EXTRAIT DU TEXTE |
+===+

Au-delà de la seule collecte des données de contact figurant sur les réseaux sociaux, le problème soulevé par les logiciels de stratégie électorale concerne également le ciblage des électeurs et les conséquences pratiques qui peuvent découler de leur présence dans ces bases de données. Celles-ci permettent de croiser de nombreuses catégories d’informations provenant de sources diverses :
- informations de profil des réseaux autres que les seules données de contact,
- données de navigation collectées via des cookies,
- données transmises par des tiers et collectées dans un contexte sans rapport avec la prospection politique, etc.
Les nouveaux outils de prospection électorale peuvent permettre de collecter non seulement les données déclaratives des profils (nom, prénom, profession dans la mesure où l’individu l’a renseignée), mais aussi des données d’usage (quand, avec quelle fréquence la personne interagit avec le candidat, quelles sont les pages qu’elle visite, etc.).
Ces logiciels posent ainsi la question des limites à apporter à la combinaison de données, à l’exploitation de données relatives au comportement, aux goûts et aux interactions sociales en ligne des personnes, ainsi qu’aux conséquences de ces opérations sur les personnes concernées.
La combinaison de données sur chacun des utilisateurs d’un service (comme un réseau social), en l’absence d’outil de contrôle suffisant à leur disposition et de possibilité de s’opposer au profilage, ne peut se fonder sur l’intérêt légitime du responsable de traitement en l’absence de juste équilibre avec les droits et libertés des personnes concernées. Le consentement des internautes est donc nécessaire.
Ces combinaisons de données doivent se fonder sur le consentement des personnes et ne sauraient être mises en œuvre uniquement sur le fondement de l’intérêt, même légitime, du candidat ou parti.
Dans quelles conditions les partis ou candidats peuvent-ils croiser des données ?
Les conditions de croisement peuvent être ainsi résumées :
- Information de l’internaute à chaque collecte de données sur les réseaux sociaux,
- Recueil de son consentement (acte positif clair par lequel la personne concernée manifeste de façon libre, spécifique, éclairée et univoque son accord au traitement des données à caractère personnel la concernant) quant à l’ensemble des conditions de mise en œuvre du traitement de données ainsi agrégées.

+===+

(Étiquettes de points d'objets)
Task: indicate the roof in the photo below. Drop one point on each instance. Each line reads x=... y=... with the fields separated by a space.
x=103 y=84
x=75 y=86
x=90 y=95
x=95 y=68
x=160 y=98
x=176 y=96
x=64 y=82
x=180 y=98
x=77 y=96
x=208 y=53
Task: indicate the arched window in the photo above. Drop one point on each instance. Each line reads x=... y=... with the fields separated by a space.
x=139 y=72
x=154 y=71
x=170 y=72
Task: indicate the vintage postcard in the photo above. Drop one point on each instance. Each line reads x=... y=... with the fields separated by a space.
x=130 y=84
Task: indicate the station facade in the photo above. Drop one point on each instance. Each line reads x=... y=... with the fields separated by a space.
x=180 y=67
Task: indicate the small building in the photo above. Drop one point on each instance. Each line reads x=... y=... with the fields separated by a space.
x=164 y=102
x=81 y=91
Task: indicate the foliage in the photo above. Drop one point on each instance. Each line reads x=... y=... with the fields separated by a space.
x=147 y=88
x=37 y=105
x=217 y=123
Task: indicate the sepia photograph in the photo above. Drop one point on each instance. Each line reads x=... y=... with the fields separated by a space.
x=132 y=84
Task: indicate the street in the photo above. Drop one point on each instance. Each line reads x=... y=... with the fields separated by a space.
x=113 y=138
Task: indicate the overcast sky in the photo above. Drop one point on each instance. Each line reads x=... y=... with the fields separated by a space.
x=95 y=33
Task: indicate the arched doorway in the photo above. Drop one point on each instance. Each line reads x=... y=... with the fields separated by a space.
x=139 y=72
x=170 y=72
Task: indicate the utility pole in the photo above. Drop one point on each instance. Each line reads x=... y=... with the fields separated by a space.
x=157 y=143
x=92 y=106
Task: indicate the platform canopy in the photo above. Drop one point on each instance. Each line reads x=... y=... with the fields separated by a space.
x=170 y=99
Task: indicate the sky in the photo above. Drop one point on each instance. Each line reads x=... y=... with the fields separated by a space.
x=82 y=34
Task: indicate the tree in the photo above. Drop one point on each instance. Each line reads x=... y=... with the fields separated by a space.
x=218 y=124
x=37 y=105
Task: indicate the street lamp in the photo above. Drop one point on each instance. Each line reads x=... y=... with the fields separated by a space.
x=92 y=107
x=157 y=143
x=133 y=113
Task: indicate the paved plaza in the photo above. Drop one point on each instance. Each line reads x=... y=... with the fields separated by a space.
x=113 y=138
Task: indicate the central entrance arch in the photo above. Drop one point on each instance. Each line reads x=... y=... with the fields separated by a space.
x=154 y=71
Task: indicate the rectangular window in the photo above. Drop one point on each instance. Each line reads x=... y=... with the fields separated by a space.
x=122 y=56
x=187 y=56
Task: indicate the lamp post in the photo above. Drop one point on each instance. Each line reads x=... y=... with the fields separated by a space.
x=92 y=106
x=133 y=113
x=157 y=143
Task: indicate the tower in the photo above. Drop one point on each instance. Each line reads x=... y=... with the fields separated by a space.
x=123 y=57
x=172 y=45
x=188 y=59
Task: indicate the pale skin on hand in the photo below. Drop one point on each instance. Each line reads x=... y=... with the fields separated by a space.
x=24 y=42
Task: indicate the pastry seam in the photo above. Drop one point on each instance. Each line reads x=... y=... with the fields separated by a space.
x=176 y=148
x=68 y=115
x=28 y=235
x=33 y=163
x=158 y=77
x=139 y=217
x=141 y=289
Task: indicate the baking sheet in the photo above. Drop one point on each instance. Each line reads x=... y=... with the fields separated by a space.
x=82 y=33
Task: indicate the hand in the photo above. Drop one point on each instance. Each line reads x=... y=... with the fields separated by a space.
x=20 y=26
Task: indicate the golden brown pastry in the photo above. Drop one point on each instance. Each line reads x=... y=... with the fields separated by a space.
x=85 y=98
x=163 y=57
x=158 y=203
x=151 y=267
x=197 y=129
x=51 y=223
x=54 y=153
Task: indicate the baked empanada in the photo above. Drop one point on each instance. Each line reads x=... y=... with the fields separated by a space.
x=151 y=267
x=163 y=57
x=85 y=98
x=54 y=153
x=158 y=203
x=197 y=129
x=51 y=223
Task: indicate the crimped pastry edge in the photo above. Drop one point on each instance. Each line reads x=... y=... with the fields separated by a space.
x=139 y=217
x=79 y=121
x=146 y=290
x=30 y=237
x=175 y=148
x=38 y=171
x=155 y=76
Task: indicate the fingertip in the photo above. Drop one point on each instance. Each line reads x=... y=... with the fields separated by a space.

+===+

CONSIGNE |
Réécrivez le passage du texte sur les logiciels de stratégie électorale compris entre "La combinaison de données sur" et "est donc nécessaire.", inclus, en remplaçant "responsable de traitement" par "responsable du traitement".

RÉPONSE |
La combinaison de données sur chacun des utilisateurs d’un service (comme un réseau social), en l’absence d’outil de contrôle suffisant à leur disposition et de possibilité de s’opposer au profilage, ne peut se fonder sur l’intérêt légitime du responsable du traitement en l’absence de juste équilibre avec les droits et libertés des personnes concernées. Le consentement des internautes est donc nécessaire.